• **CONSIGNE**:
Réécris tout le matériel ci-dessous en remplaçant chaque occurrence de "evenodd" par "nonzero". Ne change rien d'autre.
··· DONNÉES D'ENTRÉE ···
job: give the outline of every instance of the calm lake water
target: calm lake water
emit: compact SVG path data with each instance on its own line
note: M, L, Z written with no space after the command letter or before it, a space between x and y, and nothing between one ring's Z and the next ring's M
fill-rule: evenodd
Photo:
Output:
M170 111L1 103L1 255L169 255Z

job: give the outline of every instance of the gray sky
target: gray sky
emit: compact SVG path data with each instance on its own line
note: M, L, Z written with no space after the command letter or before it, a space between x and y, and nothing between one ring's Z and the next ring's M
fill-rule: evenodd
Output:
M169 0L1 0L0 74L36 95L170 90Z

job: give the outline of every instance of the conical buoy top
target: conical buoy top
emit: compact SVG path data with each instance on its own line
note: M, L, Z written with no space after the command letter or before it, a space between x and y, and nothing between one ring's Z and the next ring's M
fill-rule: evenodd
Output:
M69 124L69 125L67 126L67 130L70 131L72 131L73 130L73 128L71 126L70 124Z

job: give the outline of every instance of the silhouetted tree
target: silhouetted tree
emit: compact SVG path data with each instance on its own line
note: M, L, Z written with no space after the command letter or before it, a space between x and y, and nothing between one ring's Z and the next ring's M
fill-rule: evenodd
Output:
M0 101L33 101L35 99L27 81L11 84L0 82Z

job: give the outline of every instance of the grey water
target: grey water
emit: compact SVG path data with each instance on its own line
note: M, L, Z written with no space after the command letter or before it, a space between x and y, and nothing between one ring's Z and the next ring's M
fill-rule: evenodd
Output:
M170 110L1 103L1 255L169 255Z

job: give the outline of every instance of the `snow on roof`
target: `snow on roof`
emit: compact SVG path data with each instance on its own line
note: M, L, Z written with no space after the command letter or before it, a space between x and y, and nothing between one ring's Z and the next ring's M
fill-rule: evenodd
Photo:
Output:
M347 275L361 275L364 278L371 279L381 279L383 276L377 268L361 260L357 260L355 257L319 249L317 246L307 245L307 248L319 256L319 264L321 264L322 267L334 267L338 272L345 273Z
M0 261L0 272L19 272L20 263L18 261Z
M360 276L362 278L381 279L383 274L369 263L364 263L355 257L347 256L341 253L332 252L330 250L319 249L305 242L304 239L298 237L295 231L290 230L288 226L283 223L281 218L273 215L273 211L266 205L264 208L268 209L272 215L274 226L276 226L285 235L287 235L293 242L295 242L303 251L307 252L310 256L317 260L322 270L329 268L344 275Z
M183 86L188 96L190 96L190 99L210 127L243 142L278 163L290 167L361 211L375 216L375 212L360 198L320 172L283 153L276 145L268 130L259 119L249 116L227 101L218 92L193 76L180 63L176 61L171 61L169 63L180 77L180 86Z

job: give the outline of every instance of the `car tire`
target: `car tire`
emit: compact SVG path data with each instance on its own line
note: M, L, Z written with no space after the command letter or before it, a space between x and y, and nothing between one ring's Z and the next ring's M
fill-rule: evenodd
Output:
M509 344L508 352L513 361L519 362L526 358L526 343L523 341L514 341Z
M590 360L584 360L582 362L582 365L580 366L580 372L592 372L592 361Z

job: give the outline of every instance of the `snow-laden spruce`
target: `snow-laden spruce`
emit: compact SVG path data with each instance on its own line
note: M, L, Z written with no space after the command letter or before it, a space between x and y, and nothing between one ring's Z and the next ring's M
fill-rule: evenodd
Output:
···
• **RÉPONSE**:
job: give the outline of every instance of the calm lake water
target: calm lake water
emit: compact SVG path data with each instance on its own line
note: M, L, Z written with no space after the command letter or before it, a space between x and y, and nothing between one ring's Z and the next ring's M
fill-rule: nonzero
Photo:
Output:
M170 111L1 103L1 255L169 255Z

job: give the outline of every instance of the gray sky
target: gray sky
emit: compact SVG path data with each instance on its own line
note: M, L, Z written with no space after the command letter or before it, a space between x and y, and nothing between one ring's Z and the next ring's M
fill-rule: nonzero
Output:
M169 0L1 0L0 74L36 95L170 90Z

job: give the outline of every instance of the conical buoy top
target: conical buoy top
emit: compact SVG path data with each instance on its own line
note: M, L, Z written with no space after the command letter or before it, a space between x and y, and nothing between one ring's Z and the next ring's M
fill-rule: nonzero
Output:
M69 124L69 125L67 126L67 130L70 131L72 131L73 130L73 128L71 126L70 124Z

job: give the outline of every instance of the silhouetted tree
target: silhouetted tree
emit: compact SVG path data with each instance on its own line
note: M, L, Z written with no space after the command letter or before it, a space between x and y, and nothing between one ring's Z and the next ring's M
fill-rule: nonzero
Output:
M0 101L33 101L35 99L27 81L11 84L0 82Z

job: give the outline of every instance of the grey water
target: grey water
emit: compact SVG path data with each instance on its own line
note: M, L, Z written with no space after the command letter or before it, a space between x and y, and nothing between one ring's Z and the next ring's M
fill-rule: nonzero
Output:
M170 110L1 103L1 255L169 255Z

job: give the outline of every instance of the `snow on roof`
target: `snow on roof`
emit: compact SVG path data with each instance on its own line
note: M, L, Z written with no space after the command letter or before it, a space between x and y, and nothing between one ring's Z and the next ring's M
fill-rule: nonzero
Photo:
Output:
M347 275L361 275L364 278L371 279L381 279L383 276L377 268L361 260L357 260L355 257L319 249L317 246L307 245L307 248L319 256L319 264L321 264L322 267L334 267L338 272L345 273Z
M0 261L0 272L19 272L20 263L18 261Z
M360 276L362 278L381 279L383 274L369 263L364 263L355 257L347 256L341 253L332 252L330 250L319 249L305 242L304 239L298 237L295 231L290 230L288 226L283 223L281 218L273 215L273 211L266 205L264 208L268 209L272 215L274 226L276 226L285 235L287 235L293 242L295 242L303 251L307 252L310 256L317 260L322 270L329 268L344 275Z
M183 86L188 96L190 96L190 99L210 127L243 142L278 163L290 167L361 211L375 216L375 212L360 198L320 172L283 153L276 145L268 130L259 119L249 116L227 101L218 92L193 76L180 63L176 61L171 61L169 63L180 77L180 86Z

job: give the outline of every instance of the `car tire`
target: `car tire`
emit: compact SVG path data with each instance on its own line
note: M, L, Z written with no space after the command letter or before it, a space between x and y, and nothing between one ring's Z and the next ring's M
fill-rule: nonzero
Output:
M509 344L508 352L513 361L519 362L526 358L526 343L523 341L514 341Z
M590 360L584 360L582 362L582 365L580 366L580 372L592 372L592 361Z

job: give the outline of every instance of the `snow-laden spruce`
target: `snow-laden spruce`
emit: compact SVG path data with each instance on its own line
note: M, L, Z written with no space after the command letter or before it, a space between x and y, and nothing between one ring's Z and the next ring's M
fill-rule: nonzero
Output:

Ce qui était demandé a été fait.